What is expected:
Pull out every line of the material below that contains the string "eave", copying each one in full.

Given data:
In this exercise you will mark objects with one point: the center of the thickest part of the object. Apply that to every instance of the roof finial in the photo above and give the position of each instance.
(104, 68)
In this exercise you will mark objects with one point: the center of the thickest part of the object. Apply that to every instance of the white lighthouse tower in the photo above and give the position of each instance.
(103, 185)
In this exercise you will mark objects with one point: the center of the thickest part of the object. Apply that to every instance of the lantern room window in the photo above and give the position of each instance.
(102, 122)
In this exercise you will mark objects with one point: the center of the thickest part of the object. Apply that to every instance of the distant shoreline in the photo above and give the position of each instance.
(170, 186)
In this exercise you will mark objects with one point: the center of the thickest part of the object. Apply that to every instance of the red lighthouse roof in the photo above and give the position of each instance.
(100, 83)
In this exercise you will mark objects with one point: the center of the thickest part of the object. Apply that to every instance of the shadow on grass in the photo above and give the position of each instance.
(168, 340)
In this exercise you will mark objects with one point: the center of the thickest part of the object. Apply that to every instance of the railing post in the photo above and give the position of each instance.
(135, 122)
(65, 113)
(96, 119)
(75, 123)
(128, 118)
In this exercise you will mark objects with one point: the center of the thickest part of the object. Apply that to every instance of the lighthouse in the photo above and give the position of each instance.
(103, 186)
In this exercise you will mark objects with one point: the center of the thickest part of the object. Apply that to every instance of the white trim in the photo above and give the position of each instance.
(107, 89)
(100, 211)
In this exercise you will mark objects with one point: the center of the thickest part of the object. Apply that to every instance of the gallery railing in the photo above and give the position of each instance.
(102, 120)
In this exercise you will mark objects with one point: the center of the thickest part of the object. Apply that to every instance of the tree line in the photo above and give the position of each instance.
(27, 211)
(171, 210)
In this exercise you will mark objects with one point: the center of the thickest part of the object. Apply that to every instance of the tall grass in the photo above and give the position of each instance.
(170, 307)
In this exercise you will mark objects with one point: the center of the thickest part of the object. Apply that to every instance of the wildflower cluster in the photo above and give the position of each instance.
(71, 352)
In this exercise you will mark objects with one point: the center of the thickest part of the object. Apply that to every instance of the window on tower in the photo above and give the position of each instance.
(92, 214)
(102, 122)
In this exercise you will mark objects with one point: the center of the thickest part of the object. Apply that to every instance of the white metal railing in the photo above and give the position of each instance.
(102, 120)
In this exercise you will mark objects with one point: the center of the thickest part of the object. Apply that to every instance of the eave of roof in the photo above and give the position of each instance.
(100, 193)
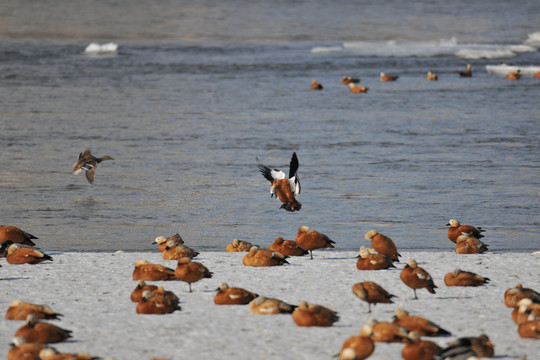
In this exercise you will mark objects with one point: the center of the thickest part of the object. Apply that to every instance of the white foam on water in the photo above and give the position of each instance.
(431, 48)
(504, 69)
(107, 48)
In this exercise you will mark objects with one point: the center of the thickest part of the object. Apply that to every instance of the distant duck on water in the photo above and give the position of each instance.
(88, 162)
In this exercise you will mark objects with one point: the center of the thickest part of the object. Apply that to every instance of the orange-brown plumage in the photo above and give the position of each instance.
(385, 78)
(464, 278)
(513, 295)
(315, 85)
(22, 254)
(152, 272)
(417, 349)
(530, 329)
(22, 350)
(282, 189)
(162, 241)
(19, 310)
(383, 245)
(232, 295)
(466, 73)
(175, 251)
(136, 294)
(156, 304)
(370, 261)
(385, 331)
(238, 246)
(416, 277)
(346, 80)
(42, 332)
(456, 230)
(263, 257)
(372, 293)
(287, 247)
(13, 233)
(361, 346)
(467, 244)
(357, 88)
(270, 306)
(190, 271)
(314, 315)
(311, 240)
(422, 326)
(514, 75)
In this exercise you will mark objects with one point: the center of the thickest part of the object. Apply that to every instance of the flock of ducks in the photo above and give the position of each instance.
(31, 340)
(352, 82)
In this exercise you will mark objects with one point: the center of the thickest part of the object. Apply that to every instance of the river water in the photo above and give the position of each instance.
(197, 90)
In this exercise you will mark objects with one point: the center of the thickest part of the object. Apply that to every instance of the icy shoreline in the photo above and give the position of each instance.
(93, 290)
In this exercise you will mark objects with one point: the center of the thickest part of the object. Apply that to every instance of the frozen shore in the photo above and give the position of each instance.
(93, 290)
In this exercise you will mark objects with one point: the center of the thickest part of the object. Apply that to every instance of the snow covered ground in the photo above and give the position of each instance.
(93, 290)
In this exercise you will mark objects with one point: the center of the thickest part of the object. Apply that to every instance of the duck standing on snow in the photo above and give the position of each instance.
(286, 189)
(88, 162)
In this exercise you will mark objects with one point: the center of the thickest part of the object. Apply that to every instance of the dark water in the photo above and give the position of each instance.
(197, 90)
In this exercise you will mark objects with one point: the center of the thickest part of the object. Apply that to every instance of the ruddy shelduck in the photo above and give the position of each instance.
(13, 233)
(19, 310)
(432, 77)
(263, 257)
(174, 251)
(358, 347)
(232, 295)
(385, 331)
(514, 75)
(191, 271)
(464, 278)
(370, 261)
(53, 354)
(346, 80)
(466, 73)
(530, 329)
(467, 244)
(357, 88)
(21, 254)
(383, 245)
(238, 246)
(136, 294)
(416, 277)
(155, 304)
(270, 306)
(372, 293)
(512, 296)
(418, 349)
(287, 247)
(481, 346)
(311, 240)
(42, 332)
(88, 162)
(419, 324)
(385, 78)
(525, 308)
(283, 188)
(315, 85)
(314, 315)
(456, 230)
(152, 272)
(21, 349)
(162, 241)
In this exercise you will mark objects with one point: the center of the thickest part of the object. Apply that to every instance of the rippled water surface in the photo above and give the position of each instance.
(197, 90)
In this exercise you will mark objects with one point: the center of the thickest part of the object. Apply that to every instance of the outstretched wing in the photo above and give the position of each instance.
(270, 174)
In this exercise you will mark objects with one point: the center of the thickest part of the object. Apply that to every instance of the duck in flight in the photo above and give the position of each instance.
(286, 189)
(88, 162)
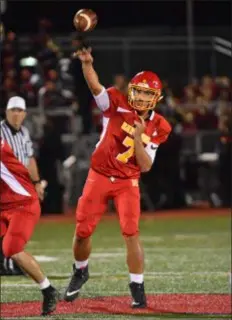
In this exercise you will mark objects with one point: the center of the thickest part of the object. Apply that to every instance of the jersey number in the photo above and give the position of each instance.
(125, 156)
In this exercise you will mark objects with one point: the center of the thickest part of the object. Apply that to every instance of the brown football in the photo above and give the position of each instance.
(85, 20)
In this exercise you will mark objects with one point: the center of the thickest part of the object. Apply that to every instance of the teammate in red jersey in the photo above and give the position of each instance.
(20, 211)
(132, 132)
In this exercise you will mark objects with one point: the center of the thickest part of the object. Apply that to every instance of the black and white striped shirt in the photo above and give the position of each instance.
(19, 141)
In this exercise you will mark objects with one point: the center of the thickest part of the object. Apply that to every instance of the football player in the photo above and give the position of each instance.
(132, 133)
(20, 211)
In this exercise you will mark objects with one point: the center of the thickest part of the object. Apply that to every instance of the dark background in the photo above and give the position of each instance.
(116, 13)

--

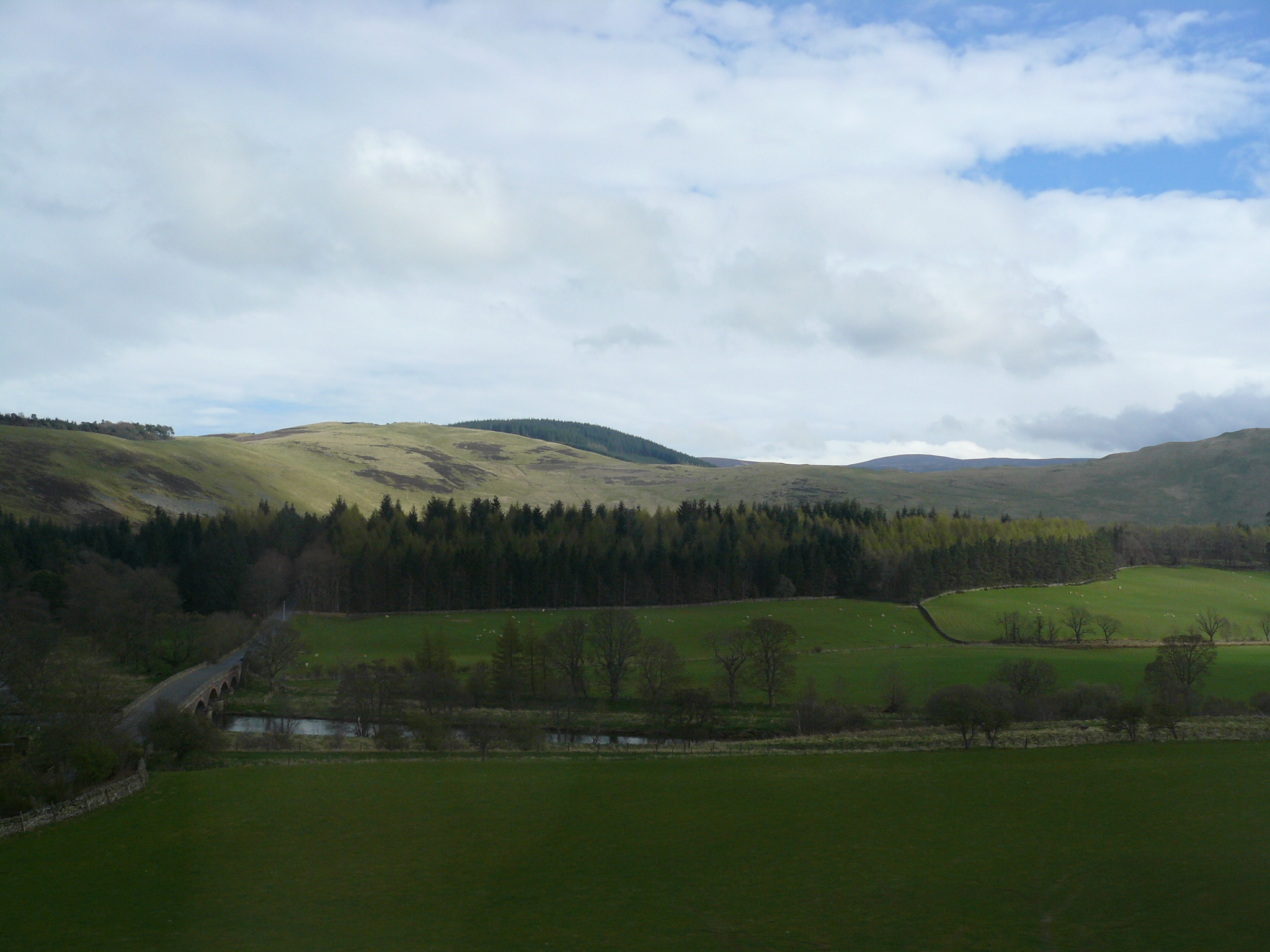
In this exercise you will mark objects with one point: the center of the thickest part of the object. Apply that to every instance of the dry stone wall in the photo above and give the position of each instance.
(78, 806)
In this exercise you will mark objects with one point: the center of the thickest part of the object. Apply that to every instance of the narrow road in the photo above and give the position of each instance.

* * *

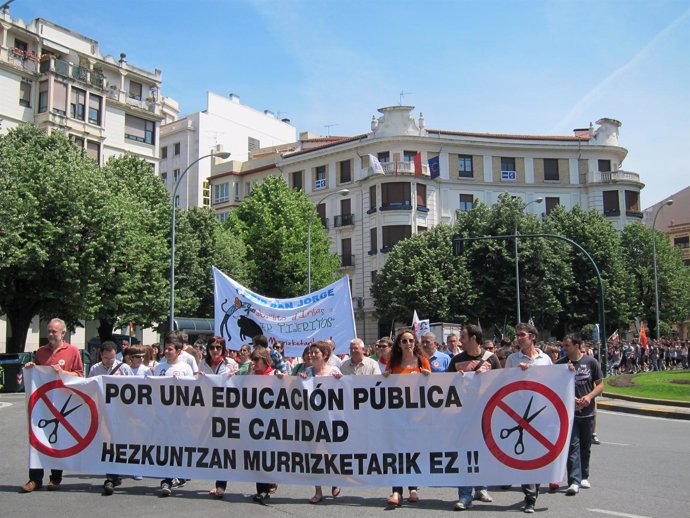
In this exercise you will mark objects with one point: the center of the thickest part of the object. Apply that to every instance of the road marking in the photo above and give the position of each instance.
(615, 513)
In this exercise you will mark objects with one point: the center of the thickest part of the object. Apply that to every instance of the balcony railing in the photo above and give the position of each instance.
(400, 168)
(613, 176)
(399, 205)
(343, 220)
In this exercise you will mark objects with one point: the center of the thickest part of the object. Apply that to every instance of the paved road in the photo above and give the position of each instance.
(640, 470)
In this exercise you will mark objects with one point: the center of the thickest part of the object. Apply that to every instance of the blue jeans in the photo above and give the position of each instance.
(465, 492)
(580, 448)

Output for this task:
In this exercise you will mark objects with one point: the center of the thickest part of the object. Apply that to every instance of the eave of roof in the photo above and give the position of each instance.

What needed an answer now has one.